> **AVAILABLE DATA**

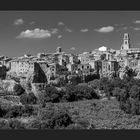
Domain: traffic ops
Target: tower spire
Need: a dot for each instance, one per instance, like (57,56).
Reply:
(126,42)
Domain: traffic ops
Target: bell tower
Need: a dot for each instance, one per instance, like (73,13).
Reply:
(126,42)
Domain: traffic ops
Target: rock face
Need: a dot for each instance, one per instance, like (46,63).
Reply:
(7,85)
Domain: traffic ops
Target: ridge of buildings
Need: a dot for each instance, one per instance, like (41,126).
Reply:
(103,61)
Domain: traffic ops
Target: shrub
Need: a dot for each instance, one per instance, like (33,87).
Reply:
(16,124)
(28,98)
(18,89)
(55,117)
(4,124)
(50,94)
(135,92)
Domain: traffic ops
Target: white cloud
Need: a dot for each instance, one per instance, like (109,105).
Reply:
(136,22)
(136,28)
(128,28)
(36,33)
(105,29)
(72,48)
(18,21)
(59,36)
(68,30)
(61,23)
(84,30)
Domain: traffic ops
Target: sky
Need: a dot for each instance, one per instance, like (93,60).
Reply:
(31,32)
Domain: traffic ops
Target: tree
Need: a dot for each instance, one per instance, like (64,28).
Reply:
(135,92)
(18,89)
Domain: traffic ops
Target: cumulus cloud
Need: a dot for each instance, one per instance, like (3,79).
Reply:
(18,21)
(84,30)
(72,48)
(129,28)
(105,29)
(37,33)
(54,31)
(60,23)
(32,22)
(136,22)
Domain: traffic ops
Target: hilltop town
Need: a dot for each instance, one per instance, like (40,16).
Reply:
(49,67)
(93,90)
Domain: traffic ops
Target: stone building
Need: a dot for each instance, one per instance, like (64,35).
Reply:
(2,72)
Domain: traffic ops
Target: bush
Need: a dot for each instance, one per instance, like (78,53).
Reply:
(16,124)
(17,111)
(55,117)
(4,124)
(18,89)
(50,94)
(28,98)
(79,92)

> **SET PROBLEM**
Go through the listing above and write it all out exactly, leaving out any picture.

> **WRITTEN REPLY**
Domain: traffic ops
Target: tower spire
Need: a dot for each instance, one per instance, like (57,56).
Reply:
(126,42)
Domain: traffic ops
Target: bell tower
Need: a dot for each instance, one per instance, like (73,13).
Reply:
(126,42)
Domain: traffic ops
Target: rock face
Need: a dot for each instance, one per instance, like (46,63).
Reply:
(7,85)
Domain: traffic ops
Target: ridge of buildings
Need: a dot for each instance, one per instance, like (41,126).
Reply:
(103,61)
Domain: traffic ops
Target: shrub
Need: a dot for each instance, one per instance, like (33,87).
Reply:
(16,124)
(28,98)
(18,89)
(55,117)
(4,124)
(50,94)
(135,92)
Domain: traffic ops
Target: white cloud
Need: a dot for each instance, one per instance, like (109,105).
Reply:
(136,22)
(136,28)
(128,28)
(36,33)
(105,29)
(72,48)
(18,21)
(59,36)
(68,30)
(61,23)
(84,30)
Domain: traffic ops
Target: sky
Need: a dot for each instance, one per instance, like (93,60).
Reply:
(31,32)
Domain: traffic ops
Target: tree
Need: a dot for each instance, one per instance, like (64,28).
Reply:
(135,92)
(18,89)
Domain: traffic ops
Target: cumulus cloud
Need: a dot for each instance, one per instance, like (3,79).
Reply:
(18,21)
(84,30)
(72,48)
(129,28)
(105,29)
(37,33)
(54,31)
(60,23)
(32,22)
(136,22)
Domain: traffic ops
Target: hilltop town
Need: a dot for each instance, one per instance, like (40,16).
Reply:
(49,67)
(93,90)
Domain: traffic ops
Target: stone building
Need: a dot for each instance, one per instance, like (64,35).
Reply:
(2,72)
Domain: traffic ops
Target: bush
Need: a dot for each instance, one per instance, like (78,53).
Reply:
(16,124)
(17,111)
(55,117)
(4,124)
(18,89)
(50,94)
(28,98)
(79,92)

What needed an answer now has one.